* _What you should do_: Which lines run from the one containing "the brass latch" through the end of the material? Reproduce them exactly.

* _Provided data_:
····················
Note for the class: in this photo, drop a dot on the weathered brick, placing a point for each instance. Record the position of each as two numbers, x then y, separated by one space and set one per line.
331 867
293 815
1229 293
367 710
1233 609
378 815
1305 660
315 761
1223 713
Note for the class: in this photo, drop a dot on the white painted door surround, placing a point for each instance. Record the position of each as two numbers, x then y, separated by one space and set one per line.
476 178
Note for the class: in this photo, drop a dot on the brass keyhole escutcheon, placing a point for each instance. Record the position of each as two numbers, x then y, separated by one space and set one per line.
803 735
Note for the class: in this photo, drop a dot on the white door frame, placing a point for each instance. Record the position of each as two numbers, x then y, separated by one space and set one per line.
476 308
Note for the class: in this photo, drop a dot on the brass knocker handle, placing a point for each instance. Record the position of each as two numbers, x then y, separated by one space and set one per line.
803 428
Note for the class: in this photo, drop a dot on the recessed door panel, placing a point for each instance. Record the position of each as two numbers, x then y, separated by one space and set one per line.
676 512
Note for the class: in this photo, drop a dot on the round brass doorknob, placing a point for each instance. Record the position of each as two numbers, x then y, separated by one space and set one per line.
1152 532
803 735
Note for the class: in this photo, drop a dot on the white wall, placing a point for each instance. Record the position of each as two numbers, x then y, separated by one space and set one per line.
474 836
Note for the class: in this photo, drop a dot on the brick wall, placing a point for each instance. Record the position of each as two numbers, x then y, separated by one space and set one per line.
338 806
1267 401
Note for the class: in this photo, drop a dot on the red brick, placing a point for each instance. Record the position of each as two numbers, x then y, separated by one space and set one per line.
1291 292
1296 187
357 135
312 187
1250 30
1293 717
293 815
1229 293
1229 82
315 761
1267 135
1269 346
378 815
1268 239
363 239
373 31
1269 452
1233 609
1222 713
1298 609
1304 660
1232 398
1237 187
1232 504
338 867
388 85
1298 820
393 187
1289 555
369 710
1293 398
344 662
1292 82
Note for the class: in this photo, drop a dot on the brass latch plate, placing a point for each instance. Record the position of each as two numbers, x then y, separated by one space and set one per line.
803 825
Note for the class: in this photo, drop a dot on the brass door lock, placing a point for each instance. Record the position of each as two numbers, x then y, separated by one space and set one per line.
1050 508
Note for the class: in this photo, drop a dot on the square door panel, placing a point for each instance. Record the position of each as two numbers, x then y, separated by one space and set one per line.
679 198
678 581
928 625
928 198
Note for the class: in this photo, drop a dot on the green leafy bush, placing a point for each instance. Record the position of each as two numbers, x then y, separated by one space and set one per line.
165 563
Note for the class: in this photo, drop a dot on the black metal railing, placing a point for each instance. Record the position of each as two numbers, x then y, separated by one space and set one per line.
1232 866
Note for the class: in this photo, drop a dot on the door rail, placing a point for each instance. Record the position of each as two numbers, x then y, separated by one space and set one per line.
····················
* _Answer to the problem_:
Note for the class: in this photo, drop a dot on the brass latch plate, placing a point for each instance. Record the position of each as two numbers, x then y, separated by one space and set one per line.
803 825
Note for the class: in this photo, drop a dot on the brass door lock, placing a point for each instance. Record the position of each as two numbers, x then y, separated by one space and set one per line.
1050 508
Note for the class: in this photo, drop a dot on the square door panel, placing a point for each instance. Record the position of each as two numbers, x then y, separated by one space and set one per line.
679 198
678 581
928 625
928 198
Note for the class: in this photo, drop a dot on the green leafy bush, placing a point for each instance. Record the position of each as two numbers, x then y, separated by one space and set one per line.
165 563
Note for the class: in this photo, drop a dot on the black metal railing, placing a point for each instance. Record the position of each as two numbers, x then y, separated by one space and set one per line.
1232 866
Note for the class: in this photo, drop a dot on the door rail, placing a point for each instance. Record the position of each as two numbers, x then y, separated by one space and set one per line.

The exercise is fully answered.